* _Data shown_
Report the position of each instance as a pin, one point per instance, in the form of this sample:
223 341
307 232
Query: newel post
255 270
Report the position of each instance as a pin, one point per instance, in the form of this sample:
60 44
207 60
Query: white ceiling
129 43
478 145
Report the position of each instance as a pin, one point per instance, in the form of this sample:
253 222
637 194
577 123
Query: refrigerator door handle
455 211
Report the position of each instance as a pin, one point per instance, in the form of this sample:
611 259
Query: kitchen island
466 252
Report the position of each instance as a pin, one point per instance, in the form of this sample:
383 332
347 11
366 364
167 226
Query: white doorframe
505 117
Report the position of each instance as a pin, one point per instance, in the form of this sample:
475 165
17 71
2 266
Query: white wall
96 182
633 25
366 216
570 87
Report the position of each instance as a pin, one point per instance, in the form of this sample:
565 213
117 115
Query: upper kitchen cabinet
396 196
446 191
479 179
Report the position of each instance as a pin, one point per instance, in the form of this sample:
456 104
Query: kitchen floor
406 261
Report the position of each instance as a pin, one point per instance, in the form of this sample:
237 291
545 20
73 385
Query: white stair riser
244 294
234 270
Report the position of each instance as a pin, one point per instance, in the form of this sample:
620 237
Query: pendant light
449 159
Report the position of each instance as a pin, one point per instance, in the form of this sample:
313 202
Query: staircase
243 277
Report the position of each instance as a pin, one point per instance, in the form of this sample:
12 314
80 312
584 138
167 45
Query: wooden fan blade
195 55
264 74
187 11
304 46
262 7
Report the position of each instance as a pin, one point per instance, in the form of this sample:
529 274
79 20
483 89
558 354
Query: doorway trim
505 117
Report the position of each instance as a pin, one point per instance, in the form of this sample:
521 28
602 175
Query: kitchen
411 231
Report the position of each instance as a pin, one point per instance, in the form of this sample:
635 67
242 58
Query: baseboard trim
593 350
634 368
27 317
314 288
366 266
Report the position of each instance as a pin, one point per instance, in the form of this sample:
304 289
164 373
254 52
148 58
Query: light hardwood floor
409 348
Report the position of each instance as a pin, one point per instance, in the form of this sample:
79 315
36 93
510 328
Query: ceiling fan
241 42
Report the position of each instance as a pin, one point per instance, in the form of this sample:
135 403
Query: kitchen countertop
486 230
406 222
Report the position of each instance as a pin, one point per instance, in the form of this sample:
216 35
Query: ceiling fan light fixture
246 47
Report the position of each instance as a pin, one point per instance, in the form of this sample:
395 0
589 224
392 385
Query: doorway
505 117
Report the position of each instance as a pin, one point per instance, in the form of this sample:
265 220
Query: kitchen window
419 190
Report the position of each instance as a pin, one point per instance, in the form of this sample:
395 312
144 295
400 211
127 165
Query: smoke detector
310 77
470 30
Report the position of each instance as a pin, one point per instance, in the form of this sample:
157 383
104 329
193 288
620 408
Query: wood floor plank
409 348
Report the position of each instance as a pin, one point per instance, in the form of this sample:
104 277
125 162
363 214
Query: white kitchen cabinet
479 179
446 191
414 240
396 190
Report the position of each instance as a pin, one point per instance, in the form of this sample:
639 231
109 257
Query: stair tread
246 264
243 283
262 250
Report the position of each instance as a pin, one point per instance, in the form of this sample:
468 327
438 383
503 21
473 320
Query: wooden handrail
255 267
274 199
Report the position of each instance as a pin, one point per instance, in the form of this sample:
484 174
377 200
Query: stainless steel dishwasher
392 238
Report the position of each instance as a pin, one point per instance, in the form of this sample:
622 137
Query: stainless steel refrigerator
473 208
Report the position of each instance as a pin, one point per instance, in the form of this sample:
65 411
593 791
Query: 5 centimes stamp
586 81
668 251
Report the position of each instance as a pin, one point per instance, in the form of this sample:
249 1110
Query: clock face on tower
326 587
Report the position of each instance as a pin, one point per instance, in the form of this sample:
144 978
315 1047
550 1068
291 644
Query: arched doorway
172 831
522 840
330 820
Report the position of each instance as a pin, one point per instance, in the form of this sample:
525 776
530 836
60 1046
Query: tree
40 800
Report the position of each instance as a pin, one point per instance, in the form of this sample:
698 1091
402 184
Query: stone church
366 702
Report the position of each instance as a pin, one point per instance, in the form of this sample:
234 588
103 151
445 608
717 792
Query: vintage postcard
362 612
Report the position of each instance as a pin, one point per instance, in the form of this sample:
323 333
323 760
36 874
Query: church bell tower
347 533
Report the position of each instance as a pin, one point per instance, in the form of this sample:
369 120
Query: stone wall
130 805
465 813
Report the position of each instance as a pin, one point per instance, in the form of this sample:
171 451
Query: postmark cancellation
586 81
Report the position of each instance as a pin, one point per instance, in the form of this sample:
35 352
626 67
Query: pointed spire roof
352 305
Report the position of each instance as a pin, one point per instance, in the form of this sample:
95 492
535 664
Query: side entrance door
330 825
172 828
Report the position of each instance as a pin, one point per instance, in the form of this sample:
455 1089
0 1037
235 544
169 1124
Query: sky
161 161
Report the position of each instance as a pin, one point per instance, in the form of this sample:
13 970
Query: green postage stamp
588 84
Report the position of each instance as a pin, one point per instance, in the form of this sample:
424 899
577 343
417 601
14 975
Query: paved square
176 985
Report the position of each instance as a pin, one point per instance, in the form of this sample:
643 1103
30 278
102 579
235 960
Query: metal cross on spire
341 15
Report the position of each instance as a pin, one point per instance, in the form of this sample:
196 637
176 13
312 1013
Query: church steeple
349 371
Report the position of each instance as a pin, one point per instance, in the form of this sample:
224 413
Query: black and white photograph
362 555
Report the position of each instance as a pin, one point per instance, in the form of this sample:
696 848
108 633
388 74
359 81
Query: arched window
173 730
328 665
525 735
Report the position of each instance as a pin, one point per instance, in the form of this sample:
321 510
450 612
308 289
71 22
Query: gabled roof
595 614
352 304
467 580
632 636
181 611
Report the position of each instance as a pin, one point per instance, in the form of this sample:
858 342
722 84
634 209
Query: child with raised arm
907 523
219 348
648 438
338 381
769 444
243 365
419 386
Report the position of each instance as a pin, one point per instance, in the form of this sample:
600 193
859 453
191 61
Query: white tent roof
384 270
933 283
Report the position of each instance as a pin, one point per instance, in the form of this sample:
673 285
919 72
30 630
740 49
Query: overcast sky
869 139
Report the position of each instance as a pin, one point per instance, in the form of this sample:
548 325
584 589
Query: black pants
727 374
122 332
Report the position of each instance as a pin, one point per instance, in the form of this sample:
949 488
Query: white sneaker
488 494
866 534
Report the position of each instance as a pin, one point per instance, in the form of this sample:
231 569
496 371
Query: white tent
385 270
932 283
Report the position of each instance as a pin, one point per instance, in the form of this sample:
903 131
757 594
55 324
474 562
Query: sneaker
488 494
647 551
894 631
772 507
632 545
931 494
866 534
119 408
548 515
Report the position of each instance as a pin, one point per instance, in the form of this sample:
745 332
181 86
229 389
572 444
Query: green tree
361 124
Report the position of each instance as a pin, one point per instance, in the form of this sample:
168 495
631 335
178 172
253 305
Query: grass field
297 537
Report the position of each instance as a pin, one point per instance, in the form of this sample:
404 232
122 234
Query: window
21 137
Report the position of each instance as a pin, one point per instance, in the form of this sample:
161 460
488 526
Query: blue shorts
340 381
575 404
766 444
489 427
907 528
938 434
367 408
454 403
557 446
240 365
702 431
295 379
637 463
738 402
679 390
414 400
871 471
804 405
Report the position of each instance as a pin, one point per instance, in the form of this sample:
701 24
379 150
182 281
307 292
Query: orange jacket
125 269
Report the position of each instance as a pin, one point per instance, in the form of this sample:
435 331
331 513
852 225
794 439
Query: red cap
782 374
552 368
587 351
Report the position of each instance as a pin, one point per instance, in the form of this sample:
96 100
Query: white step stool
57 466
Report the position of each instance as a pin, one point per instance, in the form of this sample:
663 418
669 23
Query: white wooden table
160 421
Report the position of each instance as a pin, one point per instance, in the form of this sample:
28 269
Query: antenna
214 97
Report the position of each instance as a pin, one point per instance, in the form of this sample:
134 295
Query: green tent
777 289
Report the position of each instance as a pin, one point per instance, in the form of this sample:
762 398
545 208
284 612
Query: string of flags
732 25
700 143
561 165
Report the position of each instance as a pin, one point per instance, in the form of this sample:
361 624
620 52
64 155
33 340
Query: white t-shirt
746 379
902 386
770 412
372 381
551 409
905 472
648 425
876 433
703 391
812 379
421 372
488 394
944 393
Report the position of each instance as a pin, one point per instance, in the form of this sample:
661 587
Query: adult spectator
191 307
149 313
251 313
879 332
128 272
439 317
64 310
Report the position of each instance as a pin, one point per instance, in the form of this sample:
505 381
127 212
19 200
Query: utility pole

* _Instruction_
Count the lines above that contain the word "stainless", and reply with only that number.

* _Worked answer_
2